TEXT EXTRACT:
>>>>
In other words if $\mathcal{C}$ is a set of equivalent atomic positions,
then $\tilde{S}_i \mathcal{C} + \tilde{\tau}_i = \mathcal{C}$.
Let $\tilde{S}$, $\tilde{\tau}$ be arbitrary from this set.
We can define a corresponding operator
\[ \Op{U} : L^2_\text{per} \to L^2_\text{per} \]
with action
\[
\Op{U} : u \mapsto u\left( S^{-1} (x-\tau) \right),
\]
where we identify
\begin{align*}
&& S^{-1} &\equiv \tilde{S} & -S^{-1}\tau &\equiv \tilde{\tau} \\
&\Leftrightarrow & S &= \tilde{S}^{-1} & \tau &= -\tilde{S}^{-1}\tilde{\tau}.
\end{align*}
Assume the potential $V$ to be the sum over radial potentials centred at atoms.
Since the potential term of equivalent atoms is identical we may write
\[
V(\vec{x}) = \sum_{\mathcal{C}} \sum_{\vec{R} \in \mathcal{C}}
V_{\mathcal{C}}\big(\norm{\vec{x} - \vec{R}}\big).
\]
Now using $\tilde{S}_i \mathcal{C} + \tilde{\tau}_i = \mathcal{C}$:
\begin{equation}
\begin{aligned}
\Op{U} V(\vec{x}) &= \sum_{\mathcal{C}} \sum_{\vec{R} \in \mathcal{C}}
V_{\mathcal{C}}\big(\norm{S^{-1} (\vec{x} - \tau) - \vec{R}}\big) \\
&= \sum_{\mathcal{C}} \sum_{\vec{R}' \in \mathcal{C}}
V_{\mathcal{C}}\big(\norm{S^{-1} (\vec{x} - \tau) - \tilde{S}\vec{R}' - \tilde{\tau}}\big) \\
&= \sum_{\mathcal{C}} \sum_{\vec{R}' \in \mathcal{C}}
V_{\mathcal{C}}\big(\norm{S^{-1} (\vec{x} - \tau) - S^{-1}\vec{R}' + S^{-1} \tau}\big) \\
&= \sum_{\mathcal{C}} \sum_{\vec{R}' \in \mathcal{C}}
V_{\mathcal{C}}\big(\norm{S^{-1} (\vec{x} - \vec{R}')}\big) \\
&= \sum_{\mathcal{C}} \sum_{\vec{R}' \in \mathcal{C}}
V_{\mathcal{C}}\big(\norm{\vec{x} - \vec{R}'}\big) \\
&= V(\vec{x}),
\end{aligned}
\label{eqn:Potential}
\end{equation}
i.e.~the potential is invariant under these symmetry operations.
<<<<
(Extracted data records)
>>>>
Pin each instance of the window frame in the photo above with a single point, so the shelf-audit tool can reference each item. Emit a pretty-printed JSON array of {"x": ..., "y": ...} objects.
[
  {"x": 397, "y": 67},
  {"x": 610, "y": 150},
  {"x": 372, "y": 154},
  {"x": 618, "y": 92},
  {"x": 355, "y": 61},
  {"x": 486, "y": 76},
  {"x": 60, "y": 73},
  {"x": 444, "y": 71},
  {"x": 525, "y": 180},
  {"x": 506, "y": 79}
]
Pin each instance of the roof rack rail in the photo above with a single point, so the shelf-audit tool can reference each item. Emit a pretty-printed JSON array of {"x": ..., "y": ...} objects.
<<<<
REQUIRED WORK:
**1)** In the text on crystal symmetry operations, what is the potential $V$ assumed to be?
**2)** Continue the text on crystal symmetry operations from the point where it ends.

TASK-BY-TASK OUTPUTS:
**1)** The sum over radial potentials centered at atoms.

**2)**
Since $S$ is unitary we find for a function $u$ in Fouirer space:
\begin{equation}
\begin{aligned}
\left( \Op{U} u \right)\!(\vec{G})
&= \int u\!\left( S^{-1} (\vec{x} - \vec{\tau}) \right)
e^{-\I \vec{G} \cdot \vec{x}} \D \vec{x}\\
&= \det(S) \int u(\vec{y}) e^{-\I \vec{G} \cdot \tau}
e^{-\I \vec{G} \cdot (S \vec{y})} \underbrace{\abs{\det(S)}}_{= 1} \D \vec{y} \\
&= e^{-\I \vec{G} \cdot \tau} \int u(\vec{y})
e^{-\I (S^{-1} \vec{G}) \cdot \vec{y}} \D \vec{y} \\
&= e^{-\I \vec{G} \cdot \vec{\tau}}\ u\!\left( S^{-1} \vec{G} \right)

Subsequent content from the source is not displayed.